··· Reading passage ···

DATE=November 6, 2001

TYPE=Dateline

NUMBER=7-35535

TITLE=Are We Winning?

BYLINE=Anna Zalewksi

TELEPHONE=619-1287

DATELINE=Washington

EDITOR=Neal Lavon

CONTENT=

HOST: With daily bombings, ground troops deployed, the international coalition still supportive of American actions and polls showing continued approval for the war in Afghanistan, why is the press suddenly criticizing the administration's efforts? Neal Lavon looks at what the United States is doing right and wrong in the war against the Taleban and the al-Qaida terror network in this Dateline report.

NL: According to an October 30th New York Times/CBS News poll, eighty-eight percent of Americans back the military attacks in Afghanistan. Yet for the first time since the beginning of the war on terrorism, the paper raised this question on its front page: "Can we accomplish our national objectives in fighting terrorism at home and abroad, including capturing or killing Osama bin Laden, saving the international alliance from unraveling and protecting people from future attacks?"

··· Data listing ···

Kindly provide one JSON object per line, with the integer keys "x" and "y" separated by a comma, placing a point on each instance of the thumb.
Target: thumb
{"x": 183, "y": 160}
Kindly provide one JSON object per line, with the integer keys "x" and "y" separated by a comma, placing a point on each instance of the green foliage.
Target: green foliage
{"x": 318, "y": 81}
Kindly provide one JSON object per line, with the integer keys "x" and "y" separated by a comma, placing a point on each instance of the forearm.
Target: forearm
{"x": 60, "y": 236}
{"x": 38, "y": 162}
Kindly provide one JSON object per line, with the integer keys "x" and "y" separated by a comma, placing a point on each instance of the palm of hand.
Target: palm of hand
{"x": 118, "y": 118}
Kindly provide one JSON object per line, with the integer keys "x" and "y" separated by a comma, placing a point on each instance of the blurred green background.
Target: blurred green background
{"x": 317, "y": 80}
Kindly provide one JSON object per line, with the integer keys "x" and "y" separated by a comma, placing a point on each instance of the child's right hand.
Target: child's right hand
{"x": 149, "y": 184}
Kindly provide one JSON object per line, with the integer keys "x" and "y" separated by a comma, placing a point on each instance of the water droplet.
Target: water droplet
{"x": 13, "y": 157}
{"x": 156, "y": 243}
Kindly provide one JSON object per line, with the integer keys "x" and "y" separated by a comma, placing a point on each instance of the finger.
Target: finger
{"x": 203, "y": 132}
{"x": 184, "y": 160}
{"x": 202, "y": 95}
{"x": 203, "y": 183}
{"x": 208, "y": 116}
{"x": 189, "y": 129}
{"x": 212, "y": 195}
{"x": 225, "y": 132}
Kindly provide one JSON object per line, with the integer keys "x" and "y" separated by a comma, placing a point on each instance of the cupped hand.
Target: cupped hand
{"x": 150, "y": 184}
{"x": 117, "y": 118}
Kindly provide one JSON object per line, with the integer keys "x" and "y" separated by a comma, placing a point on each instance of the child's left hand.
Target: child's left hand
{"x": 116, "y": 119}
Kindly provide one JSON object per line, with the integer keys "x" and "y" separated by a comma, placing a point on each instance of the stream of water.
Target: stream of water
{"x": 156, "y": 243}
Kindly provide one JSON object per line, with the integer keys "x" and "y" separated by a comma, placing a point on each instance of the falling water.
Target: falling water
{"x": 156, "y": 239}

···

» **Objective 1**
Answer these questions using the Dateline script about the war in Afghanistan:
(a) What is the title of the report?
(b) According to the October 30th New York Times/CBS News poll, what percentage of Americans back the military attacks in Afghanistan?
(c) Which city is given as the dateline?
» **Objective 2**
Summarize the Dateline script about the war in Afghanistan in two sentences.
» **Objective 3**
Carry on the Dateline script about the war in Afghanistan from its last line.

» **Final answer 1**
(a) "Are We Winning?"
(b) Eighty-eight percent.
(c) Washington.

» **Final answer 2**
The host asks why the press is suddenly criticizing the administration's war efforts despite daily bombings, deployed ground troops, a supportive coalition and approving polls, and introduces Neal Lavon's look at what the United States is doing right and wrong against the Taleban and al-Qaida. An October 30th New York Times/CBS News poll found that eighty-eight percent of Americans back the attacks, yet the paper raised on its front page, for the first time since the war on terrorism began, whether the nation could accomplish its objectives.

» **Final answer 3**
Even though President Bush enjoys overwhelming support from the American people, some experts wonder if the course of action undertaken by the administration is appropriate or sufficient to win the war. James Steinberg of the Brookings Institution, who served as a deputy national security advisor to President Clinton, echoed the rhetorical question about the current war: "Are We Winning?"

TAPE: CUT#1, STEINBERG, :12

"I think it's important as we discuss this to remember what our objective is. Our objective here is to disrupt the attacks on the U.S. and our interests."

NL: To James Steinberg, the war in Afghanistan is part of an overall effort to rid the world of terrorists. It is more a battle than a war, he says and he maintains that the reason the United States is involved in Afghanistan is because that country has been harboring bin Laden for so long.

TAPE: CUT#2, STEINBERG, :17

"But while we have enormous disagreements with the Taleban, they're a rotten bunch who run what doesn't even pass for a government, but our concern is not overthrowing the Taleban for the sake of overthrowing the Taleban but rather to prevent them from offering a sanctuary to bin Laden."

NL: But to Richard Perle, former Defense Department official and scholar at the American Enterprise Institute, the objective of the war in Afghanistan should be overthrowing the Tale ban.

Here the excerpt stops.